§ PROBLEM TO SOLVE:
All entries below must be written out verbatim, and the images must be dropped.

───── EXTRACTED ENTRIES ─────

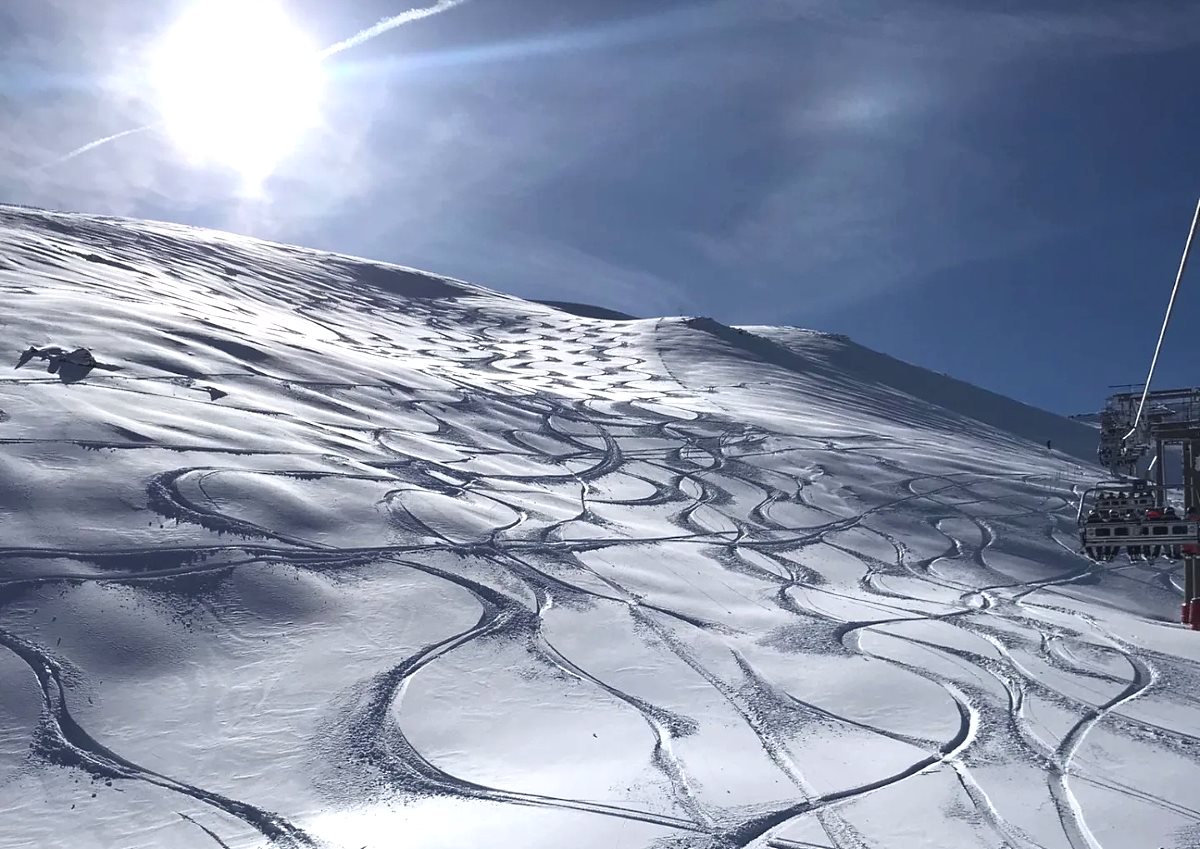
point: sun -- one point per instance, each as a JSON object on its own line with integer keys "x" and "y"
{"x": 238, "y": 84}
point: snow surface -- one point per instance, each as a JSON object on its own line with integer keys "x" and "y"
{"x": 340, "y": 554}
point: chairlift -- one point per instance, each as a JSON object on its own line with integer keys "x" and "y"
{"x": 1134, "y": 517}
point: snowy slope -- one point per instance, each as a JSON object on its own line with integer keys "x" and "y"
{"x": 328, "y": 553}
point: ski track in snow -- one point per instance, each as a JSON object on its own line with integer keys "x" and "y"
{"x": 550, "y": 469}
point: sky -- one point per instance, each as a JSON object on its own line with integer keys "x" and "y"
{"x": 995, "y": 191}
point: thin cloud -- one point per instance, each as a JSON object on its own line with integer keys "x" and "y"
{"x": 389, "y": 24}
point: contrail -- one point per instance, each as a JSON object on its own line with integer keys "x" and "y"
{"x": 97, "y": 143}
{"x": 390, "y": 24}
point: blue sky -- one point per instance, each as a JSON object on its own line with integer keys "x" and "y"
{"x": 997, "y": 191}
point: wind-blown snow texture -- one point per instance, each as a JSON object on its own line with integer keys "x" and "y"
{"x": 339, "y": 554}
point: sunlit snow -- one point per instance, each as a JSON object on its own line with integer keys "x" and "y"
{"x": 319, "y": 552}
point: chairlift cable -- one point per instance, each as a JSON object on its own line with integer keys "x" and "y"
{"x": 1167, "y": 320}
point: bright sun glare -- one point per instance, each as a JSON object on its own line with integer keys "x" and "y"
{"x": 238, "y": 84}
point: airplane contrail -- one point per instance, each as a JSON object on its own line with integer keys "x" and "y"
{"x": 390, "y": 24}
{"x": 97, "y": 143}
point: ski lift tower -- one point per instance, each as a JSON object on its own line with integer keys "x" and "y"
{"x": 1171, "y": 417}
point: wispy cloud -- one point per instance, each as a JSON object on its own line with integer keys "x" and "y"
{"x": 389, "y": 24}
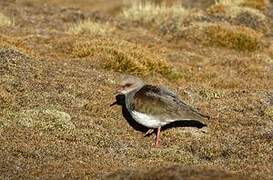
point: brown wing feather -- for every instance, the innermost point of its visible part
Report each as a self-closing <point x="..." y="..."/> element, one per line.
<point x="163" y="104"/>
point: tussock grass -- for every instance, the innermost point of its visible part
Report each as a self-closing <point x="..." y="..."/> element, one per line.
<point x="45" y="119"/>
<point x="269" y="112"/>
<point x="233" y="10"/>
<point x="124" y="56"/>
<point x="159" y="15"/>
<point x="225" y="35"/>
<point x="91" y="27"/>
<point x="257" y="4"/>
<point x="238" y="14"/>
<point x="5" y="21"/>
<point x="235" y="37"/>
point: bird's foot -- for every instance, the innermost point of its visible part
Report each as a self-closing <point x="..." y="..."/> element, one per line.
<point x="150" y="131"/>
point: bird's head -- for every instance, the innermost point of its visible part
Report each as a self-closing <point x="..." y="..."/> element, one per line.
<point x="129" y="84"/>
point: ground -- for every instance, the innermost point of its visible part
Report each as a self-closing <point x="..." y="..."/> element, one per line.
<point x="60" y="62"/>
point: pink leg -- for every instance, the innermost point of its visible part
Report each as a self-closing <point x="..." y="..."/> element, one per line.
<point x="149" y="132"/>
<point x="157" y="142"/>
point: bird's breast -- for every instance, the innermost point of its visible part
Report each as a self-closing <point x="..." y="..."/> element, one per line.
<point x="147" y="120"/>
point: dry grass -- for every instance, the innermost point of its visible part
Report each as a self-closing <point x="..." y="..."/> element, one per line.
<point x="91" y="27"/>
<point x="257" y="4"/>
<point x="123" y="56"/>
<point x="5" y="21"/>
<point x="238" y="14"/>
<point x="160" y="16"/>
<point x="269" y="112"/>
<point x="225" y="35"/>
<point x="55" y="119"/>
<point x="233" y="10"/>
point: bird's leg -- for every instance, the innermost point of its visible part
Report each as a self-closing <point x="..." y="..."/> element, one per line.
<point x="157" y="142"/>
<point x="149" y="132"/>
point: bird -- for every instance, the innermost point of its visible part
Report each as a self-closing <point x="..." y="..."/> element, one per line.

─────

§ RESPONSE BOX:
point: sun -- one point per instance, each as a JSON object on its own line with integer keys "x" and "y"
{"x": 238, "y": 84}
point: snow surface -- one point per instance, each as a JSON object on its own line with integer keys "x" and "y"
{"x": 340, "y": 554}
point: chairlift -- one point per instance, each as a JSON object on its own line with integer keys "x" and "y"
{"x": 1134, "y": 517}
point: snowy slope -- one point per instance, each as a JSON object on its own line with integer keys "x" and "y"
{"x": 328, "y": 553}
point: ski track in snow -- one point per instance, each as a JSON object on its own line with integer keys "x" and "y"
{"x": 550, "y": 469}
point: sky -- one point per instance, each as a JSON object on its own line with integer keys "x" and "y"
{"x": 995, "y": 191}
point: thin cloud -- one point per instance, each as a JSON object on its own line with integer keys "x" and "y"
{"x": 389, "y": 24}
point: contrail -- one point per instance, each as a JSON object on its own line with integer keys "x" and "y"
{"x": 97, "y": 143}
{"x": 390, "y": 24}
point: blue sky -- one point per instance, each as a JSON object on its own line with integer keys "x" and "y"
{"x": 997, "y": 191}
point: wind-blown snow texture -- one point per instance, each as a JSON object on its own line with integer keys "x" and "y"
{"x": 339, "y": 554}
point: sunlit snow -- one point per instance, each as a JSON object on its own line with integer keys "x" and "y"
{"x": 319, "y": 552}
point: chairlift cable -- one point per instance, each as a JSON object on its own line with integer keys "x" and "y"
{"x": 1167, "y": 320}
point: bright sun glare -- one point per instance, each as a JSON object on its own line with integer keys "x" and "y"
{"x": 238, "y": 84}
point: airplane contrail -- one point per instance, each as a JSON object on its own line with integer keys "x" and "y"
{"x": 390, "y": 24}
{"x": 97, "y": 143}
point: ski lift tower -- one point per instance, each as a JSON object on its own line with integer keys "x" and "y"
{"x": 1171, "y": 417}
point: wispy cloud -- one point per instance, each as a JSON object on its own line with integer keys "x" and "y"
{"x": 389, "y": 24}
point: brown wing feather -- for every instance, the innermost point of its visible part
Report each as a self-closing <point x="..." y="..."/> element, one per line.
<point x="163" y="104"/>
point: tussock grass -- for every instance, the innermost point of its visible part
Report each as a self-closing <point x="..." y="..."/> element, one per line.
<point x="45" y="119"/>
<point x="269" y="112"/>
<point x="233" y="10"/>
<point x="124" y="56"/>
<point x="159" y="15"/>
<point x="225" y="35"/>
<point x="91" y="27"/>
<point x="257" y="4"/>
<point x="238" y="14"/>
<point x="5" y="21"/>
<point x="235" y="37"/>
point: bird's foot -- for every instance, the innermost point of its visible part
Report each as a self-closing <point x="..." y="..."/> element, one per line.
<point x="150" y="131"/>
point: bird's head -- for every instance, the innermost point of its visible part
Report each as a self-closing <point x="..." y="..."/> element, one per line.
<point x="129" y="84"/>
point: ground -- for every instance, the innermost point of its visible part
Report each as a self-closing <point x="..." y="..."/> element, one per line.
<point x="60" y="62"/>
point: pink leg -- for every instance, the innermost point of its visible part
Report each as a self-closing <point x="..." y="..."/> element, one per line.
<point x="149" y="132"/>
<point x="157" y="142"/>
point: bird's breast -- for every instance, the innermost point of its visible part
Report each as a self-closing <point x="..." y="..."/> element, one per line.
<point x="147" y="120"/>
point: dry grass -- for every instance, the innermost point of its visible part
Report each as a self-closing <point x="..." y="..."/> element, one per line.
<point x="91" y="27"/>
<point x="257" y="4"/>
<point x="123" y="56"/>
<point x="5" y="21"/>
<point x="238" y="14"/>
<point x="160" y="16"/>
<point x="269" y="112"/>
<point x="225" y="35"/>
<point x="55" y="119"/>
<point x="233" y="10"/>
point: bird's leg -- for every instance, the innermost point of its visible part
Report each as a self-closing <point x="..." y="..."/> element, one per line.
<point x="157" y="142"/>
<point x="149" y="132"/>
point: bird -- for every instance, the innermost point of its visible part
Report each as a self-closing <point x="..." y="..."/> element, one per line.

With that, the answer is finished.